- EXERCISE
Go through the records that follow and tally the lines with "below" in them; answer with the number alone.
Start of RECORDS PROVIDED
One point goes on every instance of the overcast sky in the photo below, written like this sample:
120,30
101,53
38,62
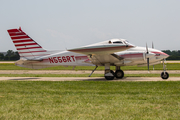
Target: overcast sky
61,24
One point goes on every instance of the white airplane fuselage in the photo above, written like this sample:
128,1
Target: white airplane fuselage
132,56
114,52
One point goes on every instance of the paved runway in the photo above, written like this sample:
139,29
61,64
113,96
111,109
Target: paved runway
86,79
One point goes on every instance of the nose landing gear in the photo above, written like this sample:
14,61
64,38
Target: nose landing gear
109,74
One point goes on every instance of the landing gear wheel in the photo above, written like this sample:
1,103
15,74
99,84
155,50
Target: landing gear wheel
119,74
164,75
110,77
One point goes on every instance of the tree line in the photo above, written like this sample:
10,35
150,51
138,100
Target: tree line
11,55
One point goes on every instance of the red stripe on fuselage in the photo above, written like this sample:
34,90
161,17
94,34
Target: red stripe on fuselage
81,57
26,44
132,55
20,37
162,53
32,51
16,33
96,49
29,48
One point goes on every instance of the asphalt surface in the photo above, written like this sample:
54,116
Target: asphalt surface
86,79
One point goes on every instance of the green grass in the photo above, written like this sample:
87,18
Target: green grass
81,75
170,66
89,100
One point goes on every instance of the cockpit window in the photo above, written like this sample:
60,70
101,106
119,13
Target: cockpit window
118,42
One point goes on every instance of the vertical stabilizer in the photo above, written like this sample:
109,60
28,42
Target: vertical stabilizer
25,45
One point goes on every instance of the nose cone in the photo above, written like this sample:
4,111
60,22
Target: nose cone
149,55
164,55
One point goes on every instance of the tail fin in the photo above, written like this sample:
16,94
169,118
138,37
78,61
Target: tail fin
26,46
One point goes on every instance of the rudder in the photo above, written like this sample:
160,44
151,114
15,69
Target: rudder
25,45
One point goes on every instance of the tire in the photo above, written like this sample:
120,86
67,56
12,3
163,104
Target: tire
119,74
110,77
164,76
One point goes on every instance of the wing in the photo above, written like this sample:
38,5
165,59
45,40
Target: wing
107,47
104,52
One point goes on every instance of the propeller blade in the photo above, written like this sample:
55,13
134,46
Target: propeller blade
147,49
148,63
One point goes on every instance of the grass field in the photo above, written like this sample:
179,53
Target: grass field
170,66
89,100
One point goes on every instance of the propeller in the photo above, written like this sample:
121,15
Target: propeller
147,52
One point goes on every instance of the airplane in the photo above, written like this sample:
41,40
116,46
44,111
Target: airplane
113,52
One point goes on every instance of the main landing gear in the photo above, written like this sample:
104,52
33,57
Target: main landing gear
109,74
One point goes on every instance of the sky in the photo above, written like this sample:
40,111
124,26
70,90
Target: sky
66,24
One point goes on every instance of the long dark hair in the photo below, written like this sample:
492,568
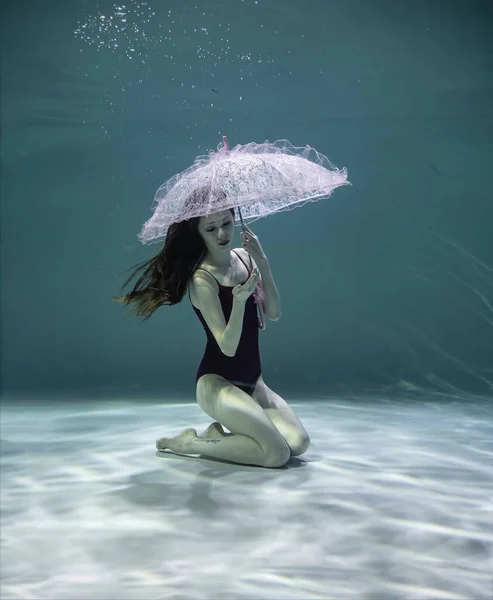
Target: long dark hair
167,275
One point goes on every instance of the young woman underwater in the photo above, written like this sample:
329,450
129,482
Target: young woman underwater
198,256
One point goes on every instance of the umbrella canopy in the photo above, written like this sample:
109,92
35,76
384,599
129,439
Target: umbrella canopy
259,179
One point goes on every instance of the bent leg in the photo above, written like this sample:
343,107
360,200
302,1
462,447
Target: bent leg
255,440
283,418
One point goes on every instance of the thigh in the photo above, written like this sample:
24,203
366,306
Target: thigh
239,412
283,418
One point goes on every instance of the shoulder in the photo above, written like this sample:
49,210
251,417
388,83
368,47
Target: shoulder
244,256
202,284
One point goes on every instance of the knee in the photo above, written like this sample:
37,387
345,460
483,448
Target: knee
277,458
299,444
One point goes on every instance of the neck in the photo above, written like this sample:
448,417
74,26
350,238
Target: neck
220,260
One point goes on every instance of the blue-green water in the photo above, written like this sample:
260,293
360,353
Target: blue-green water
384,347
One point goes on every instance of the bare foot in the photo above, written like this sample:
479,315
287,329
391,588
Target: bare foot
215,431
177,443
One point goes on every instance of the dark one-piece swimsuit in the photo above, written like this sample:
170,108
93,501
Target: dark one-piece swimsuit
244,368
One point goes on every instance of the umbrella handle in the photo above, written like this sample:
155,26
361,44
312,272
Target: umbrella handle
260,315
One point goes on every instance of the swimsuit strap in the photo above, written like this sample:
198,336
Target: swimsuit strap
220,285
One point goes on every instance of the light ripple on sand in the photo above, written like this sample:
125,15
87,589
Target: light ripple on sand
386,504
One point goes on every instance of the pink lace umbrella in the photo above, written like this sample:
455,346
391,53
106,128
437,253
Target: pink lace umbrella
256,179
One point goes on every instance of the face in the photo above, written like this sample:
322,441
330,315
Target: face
217,230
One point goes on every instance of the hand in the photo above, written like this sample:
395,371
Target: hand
243,292
251,244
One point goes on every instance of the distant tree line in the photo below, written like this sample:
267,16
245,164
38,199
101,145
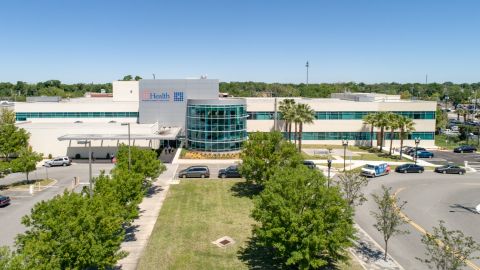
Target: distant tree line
457,93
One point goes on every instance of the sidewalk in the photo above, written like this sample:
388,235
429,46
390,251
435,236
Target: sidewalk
370,254
137,238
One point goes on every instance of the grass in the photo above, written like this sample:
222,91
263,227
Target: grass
197,212
26,184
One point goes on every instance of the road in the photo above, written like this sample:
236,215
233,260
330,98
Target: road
431,197
22,202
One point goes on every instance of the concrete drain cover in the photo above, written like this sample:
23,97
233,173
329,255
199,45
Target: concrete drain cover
223,241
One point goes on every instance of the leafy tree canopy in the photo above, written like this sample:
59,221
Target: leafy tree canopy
264,153
305,223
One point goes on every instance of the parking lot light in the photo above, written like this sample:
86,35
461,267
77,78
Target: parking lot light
345,144
417,142
85,142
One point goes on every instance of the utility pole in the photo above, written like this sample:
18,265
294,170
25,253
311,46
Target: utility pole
307,65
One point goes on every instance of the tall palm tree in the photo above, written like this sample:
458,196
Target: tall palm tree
370,119
381,121
287,109
406,125
392,126
305,116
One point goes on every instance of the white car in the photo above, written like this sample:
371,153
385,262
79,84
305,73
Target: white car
58,161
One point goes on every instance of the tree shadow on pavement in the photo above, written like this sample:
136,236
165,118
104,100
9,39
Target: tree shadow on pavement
458,208
246,189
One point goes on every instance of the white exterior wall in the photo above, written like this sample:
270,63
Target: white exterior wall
44,138
337,105
125,90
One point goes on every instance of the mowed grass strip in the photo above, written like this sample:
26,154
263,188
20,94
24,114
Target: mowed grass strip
195,213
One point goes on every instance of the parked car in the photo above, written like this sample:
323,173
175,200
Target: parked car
413,149
4,200
410,168
309,164
229,172
370,170
465,149
424,154
195,172
450,168
58,161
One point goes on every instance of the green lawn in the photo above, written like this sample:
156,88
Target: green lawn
195,213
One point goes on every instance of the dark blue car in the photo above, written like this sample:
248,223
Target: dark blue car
424,154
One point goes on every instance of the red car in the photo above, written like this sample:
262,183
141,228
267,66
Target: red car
4,201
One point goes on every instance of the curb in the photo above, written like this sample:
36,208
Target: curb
378,246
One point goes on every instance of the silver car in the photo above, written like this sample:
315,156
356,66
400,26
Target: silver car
58,161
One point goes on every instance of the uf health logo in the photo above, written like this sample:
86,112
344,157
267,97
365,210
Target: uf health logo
164,96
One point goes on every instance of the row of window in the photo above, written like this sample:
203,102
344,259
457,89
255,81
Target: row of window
340,115
22,116
360,136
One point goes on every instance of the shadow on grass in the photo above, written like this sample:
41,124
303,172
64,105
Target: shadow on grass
246,189
257,256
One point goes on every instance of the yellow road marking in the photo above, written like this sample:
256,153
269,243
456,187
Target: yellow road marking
422,230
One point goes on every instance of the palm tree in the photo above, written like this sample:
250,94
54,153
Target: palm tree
382,121
370,119
287,109
392,126
305,116
406,125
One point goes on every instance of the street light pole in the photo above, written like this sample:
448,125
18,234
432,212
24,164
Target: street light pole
129,151
329,162
345,144
307,65
90,183
417,142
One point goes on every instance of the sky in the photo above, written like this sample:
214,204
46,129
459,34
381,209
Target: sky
246,40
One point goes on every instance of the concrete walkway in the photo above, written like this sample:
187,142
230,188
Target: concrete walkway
142,227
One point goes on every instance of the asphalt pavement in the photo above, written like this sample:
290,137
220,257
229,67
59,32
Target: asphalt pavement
22,202
430,197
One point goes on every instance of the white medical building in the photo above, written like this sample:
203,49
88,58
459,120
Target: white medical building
161,112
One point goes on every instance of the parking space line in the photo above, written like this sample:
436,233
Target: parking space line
422,230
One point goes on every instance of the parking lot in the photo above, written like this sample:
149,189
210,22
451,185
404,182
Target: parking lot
22,201
214,168
443,157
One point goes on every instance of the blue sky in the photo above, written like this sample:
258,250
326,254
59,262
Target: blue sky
270,41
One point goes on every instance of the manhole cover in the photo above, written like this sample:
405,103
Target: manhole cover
223,241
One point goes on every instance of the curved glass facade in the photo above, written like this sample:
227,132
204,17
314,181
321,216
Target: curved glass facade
216,127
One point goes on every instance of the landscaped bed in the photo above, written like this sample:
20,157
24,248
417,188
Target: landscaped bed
196,213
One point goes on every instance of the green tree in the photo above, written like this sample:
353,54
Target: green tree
388,218
370,119
382,122
124,187
287,110
26,161
305,116
72,231
350,184
448,250
393,124
406,125
305,223
264,153
12,139
144,161
441,119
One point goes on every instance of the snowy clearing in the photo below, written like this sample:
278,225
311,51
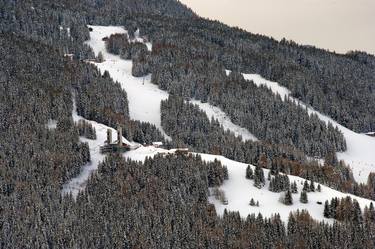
End of RECORDS PROVIDED
- YOUR SOLUTION
4